What to do:
1. In the passage on paranormal belief in America, in what year did the authors begin their project, and in what year was it published?
2. Pick up the passage on paranormal belief in America after its final sentence and continue it in the same interview format.

“There’s the idea that people who believe in the paranormal are unconventional, that you’d know if you saw one, that there’s the guy that has the tinfoil on his head or mental illness,” explains Dr. Christopher Bader, an associate professor of sociology at Baylor University and co-author of Paranormal America: Ghost Encounters, UFO Sightings, Bigfoot Hunts and Other Curiosities in Religion and Culture. “But the paranormal is becoming more and more normal[…] More and more people who seem conventional are spending their lives exploring it. The more things they believe in the less conventional they are.”
Bader, along with fellow sociologists Dr. Carson Mencken, Baylor University and Dr. Joseph Baker, East Tennessee State University, tagged along Sasquatch hunts, spent multiple nights in haunted houses, visited palmists and interviewed people who have seen UFOs as they researched what turned out to be a 272-page tome: Paranormal America: Ghost Encounters, UFO Sightings, Bigfoot Hunts and Other Curiosities in Religion and Culture. The book chronicles a range of paranormal experiences, beliefs and activities claimed by some Americans. They also looked at whether those holding unusual beliefs are unconventional in other ways as well as whether those beliefs tie in with religions and, if so, how.
Mencken and Bader talked about the project, which they began in 2006 and finally published in 2010, in an interview.
Q: How did you all get interested in the paranormal and the people who believe in it?
Bader: I’ve been studying them for about 20 years, since I rode around with a guy looking for Bigfoot.
Mencken: I grew up in Charleston, S.C. and there are a bunch of stories from there. A good friend of mine makes a living giving haunted history tours. My parents claimed we had a haunted house. It was never really clear what you were supposed to see and when; it was just that you knew it when you saw it. That was part of the Old South culture. There are a lot of good stories but not a systematic analysis of clean data from a reliable source. A book on statistics on Bigfoot and UFOs would be interesting, but we felt we needed a personal touch. We got the data and thought, “We can do this better than anybody else.”

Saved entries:

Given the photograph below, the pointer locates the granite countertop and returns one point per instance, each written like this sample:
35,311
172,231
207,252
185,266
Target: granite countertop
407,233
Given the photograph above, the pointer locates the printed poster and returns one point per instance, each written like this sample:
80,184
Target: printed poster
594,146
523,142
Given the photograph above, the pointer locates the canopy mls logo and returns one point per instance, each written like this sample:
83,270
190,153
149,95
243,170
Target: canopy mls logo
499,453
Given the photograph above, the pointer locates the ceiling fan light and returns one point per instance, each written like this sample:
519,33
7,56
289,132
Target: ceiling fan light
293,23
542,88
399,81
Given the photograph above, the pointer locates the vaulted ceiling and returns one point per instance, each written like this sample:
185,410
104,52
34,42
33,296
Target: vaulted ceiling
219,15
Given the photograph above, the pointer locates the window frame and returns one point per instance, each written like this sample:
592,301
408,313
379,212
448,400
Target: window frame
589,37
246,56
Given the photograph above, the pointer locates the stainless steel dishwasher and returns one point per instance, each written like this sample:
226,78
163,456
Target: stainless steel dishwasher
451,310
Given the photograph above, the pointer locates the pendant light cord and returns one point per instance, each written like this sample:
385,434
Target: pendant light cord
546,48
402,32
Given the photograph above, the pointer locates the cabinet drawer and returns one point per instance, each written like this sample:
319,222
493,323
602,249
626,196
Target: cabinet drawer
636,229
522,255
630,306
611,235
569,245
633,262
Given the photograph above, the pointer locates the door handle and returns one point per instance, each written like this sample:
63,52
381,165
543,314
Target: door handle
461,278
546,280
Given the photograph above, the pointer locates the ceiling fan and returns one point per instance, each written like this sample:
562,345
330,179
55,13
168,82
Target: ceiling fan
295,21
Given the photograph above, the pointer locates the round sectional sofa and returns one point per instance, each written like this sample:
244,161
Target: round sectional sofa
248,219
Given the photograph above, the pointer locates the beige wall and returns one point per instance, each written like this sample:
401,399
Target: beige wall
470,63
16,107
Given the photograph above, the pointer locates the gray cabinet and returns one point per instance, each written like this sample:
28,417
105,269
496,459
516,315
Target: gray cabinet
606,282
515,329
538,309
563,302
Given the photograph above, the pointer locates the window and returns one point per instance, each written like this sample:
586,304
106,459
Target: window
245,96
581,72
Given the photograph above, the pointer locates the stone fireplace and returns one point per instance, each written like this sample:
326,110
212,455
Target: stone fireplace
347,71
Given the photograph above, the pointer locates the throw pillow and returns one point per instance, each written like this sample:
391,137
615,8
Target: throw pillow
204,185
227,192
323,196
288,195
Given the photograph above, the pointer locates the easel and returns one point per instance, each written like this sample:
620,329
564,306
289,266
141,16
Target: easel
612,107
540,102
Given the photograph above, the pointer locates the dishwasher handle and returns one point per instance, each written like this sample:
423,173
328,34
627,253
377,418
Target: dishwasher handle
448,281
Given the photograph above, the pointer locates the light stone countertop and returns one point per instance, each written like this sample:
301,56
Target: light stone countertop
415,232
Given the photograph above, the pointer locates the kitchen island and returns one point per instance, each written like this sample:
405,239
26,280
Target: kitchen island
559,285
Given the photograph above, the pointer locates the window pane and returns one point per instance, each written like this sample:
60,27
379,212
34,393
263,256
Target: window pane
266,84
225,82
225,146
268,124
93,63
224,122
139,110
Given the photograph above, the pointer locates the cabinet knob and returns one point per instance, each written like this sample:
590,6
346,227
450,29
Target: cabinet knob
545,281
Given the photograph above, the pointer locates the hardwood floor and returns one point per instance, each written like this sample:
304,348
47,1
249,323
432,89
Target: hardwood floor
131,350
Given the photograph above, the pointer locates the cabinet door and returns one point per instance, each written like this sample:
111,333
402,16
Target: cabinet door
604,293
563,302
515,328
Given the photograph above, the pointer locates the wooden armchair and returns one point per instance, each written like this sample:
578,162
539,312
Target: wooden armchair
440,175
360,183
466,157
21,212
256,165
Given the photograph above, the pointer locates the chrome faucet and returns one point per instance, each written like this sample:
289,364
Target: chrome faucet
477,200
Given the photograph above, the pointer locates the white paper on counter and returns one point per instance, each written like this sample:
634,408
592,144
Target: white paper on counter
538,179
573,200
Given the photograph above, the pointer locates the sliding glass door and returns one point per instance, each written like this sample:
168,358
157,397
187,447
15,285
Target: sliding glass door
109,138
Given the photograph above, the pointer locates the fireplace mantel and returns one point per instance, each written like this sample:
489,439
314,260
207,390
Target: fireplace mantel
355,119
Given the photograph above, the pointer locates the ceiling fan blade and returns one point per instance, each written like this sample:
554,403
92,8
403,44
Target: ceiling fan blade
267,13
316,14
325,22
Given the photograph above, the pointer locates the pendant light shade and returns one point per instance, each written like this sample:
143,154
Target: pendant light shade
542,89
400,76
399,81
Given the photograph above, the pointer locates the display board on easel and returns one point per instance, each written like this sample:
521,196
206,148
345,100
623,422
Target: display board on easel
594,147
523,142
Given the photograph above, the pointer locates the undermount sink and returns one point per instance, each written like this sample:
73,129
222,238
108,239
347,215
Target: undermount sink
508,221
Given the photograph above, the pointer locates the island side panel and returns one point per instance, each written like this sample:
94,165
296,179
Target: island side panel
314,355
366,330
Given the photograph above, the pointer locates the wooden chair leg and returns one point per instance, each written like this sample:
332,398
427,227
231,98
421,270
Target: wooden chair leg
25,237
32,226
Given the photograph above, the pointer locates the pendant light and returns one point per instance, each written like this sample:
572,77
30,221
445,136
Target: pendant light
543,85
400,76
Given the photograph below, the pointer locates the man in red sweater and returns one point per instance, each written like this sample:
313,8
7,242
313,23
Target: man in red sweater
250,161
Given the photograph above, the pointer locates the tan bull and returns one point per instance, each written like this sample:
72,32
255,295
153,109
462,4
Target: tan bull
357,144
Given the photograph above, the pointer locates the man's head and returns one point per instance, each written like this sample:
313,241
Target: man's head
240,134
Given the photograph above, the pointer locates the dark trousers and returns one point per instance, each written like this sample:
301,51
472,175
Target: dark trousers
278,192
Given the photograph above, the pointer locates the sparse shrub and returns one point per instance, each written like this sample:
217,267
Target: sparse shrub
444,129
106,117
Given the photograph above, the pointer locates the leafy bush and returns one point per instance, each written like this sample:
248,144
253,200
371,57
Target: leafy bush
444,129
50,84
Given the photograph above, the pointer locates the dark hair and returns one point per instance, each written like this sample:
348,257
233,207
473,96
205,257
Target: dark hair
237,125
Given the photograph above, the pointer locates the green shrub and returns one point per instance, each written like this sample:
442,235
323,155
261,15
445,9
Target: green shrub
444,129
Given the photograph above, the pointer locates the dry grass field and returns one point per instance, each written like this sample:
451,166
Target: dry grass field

Activity answers:
1. They began the project in 2006 and published it in 2010.

2.
Q: How did you approach the people who believe in the paranormal?
Mencken: We were very honest with them that neither of us was believers or had had an experience, but we were interested in their experience. The first time, I was a little spooked. Some were there trying to convert you — but that’s not why we were there.
Bader: You’re as respectful as you would be of anyone. It’s one thing to laugh on CNN, but you’re not going to giggle in their faces. For us, it doesn’t matter if Bigfoot exists. That might be kind of cool, but that’s not our purpose. We want to know how does this affect these people’s lives? Do other people make fun? We’re not Geraldo Rivera.
Q: Who are the most memorable people you’ve run into in your research?
Bader: There’s a woman named Laura, a retired postal worker from Washington State, who is one of those who has experienced everything. She’s from another planet, she’s reincarnated from another universe, she’s an astrologer, and she’s a palm reader who believes in Bigfoot. She just sees the world differently. She saw no conflict between those things; she just sees the world as a mysterious place. We all share a soul, and she has memory of people sacrificing mammoths.
Mencken: I think the Bigfoot guys were most memorable. They’re normal guys, but they’ve had an experience in the woods that caused them to seek more information.
Q: How does religion figure into the paranormal?
Mencken: One of the most interesting things about religion is that not all Christians feel the same about the paranormal. A friend of mine who’s a Baptist minister was very negative across the board. [Obviously, not the Baptist preacher who predicted the Rapture beginning on Saturday 21 May.] More conservative denominations of congregations are less likely to believe in the paranormal; those with more liberal backgrounds are more likely. Spiritualists are strong supporters of the cosmic, hard-core paranormal. To atheists, it’s all hooey.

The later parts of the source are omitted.